[WORK REQUIRED]: Write out again only the lines running from the one that contains "Target: orange helmet of worker below" to the end of the records below, including both the first and the last.

*** Opening of EXTRACTED INFORMATION ***

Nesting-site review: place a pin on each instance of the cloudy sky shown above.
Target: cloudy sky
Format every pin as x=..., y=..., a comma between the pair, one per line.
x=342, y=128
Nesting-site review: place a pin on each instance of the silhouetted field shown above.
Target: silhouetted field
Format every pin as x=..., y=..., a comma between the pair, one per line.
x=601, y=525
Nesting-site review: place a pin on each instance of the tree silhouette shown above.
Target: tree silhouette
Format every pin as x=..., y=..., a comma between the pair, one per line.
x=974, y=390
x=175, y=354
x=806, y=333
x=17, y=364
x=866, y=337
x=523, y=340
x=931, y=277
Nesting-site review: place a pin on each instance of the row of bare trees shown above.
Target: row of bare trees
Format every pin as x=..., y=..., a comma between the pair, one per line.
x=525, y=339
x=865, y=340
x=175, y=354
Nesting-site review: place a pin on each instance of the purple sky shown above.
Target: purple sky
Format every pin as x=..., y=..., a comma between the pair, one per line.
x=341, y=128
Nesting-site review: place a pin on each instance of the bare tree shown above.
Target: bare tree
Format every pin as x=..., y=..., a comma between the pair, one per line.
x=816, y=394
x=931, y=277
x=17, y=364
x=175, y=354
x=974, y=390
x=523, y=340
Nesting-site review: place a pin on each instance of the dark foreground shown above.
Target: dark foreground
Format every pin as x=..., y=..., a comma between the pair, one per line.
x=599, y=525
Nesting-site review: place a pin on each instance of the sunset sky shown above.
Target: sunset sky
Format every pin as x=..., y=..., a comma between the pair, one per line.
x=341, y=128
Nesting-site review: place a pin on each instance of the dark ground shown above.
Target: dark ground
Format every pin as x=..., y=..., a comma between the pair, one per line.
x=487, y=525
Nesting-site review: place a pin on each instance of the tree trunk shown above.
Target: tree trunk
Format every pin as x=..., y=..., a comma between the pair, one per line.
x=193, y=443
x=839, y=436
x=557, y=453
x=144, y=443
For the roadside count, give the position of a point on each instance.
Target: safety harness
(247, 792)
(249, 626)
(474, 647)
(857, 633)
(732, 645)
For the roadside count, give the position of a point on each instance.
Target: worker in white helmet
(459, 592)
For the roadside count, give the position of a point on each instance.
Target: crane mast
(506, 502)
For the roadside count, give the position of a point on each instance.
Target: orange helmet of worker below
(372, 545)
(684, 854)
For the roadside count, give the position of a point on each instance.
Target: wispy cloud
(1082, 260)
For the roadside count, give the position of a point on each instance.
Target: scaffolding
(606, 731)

*** Close of EXTRACTED INFORMATION ***

[PROBLEM SOLUTION]:
Target: orange helmet of worker below
(372, 545)
(684, 854)
For the roadside count, give the position of a point on each instance.
Target: wispy cloud
(1082, 260)
For the roadside count, give the position of a point on each instance.
Target: scaffolding
(606, 731)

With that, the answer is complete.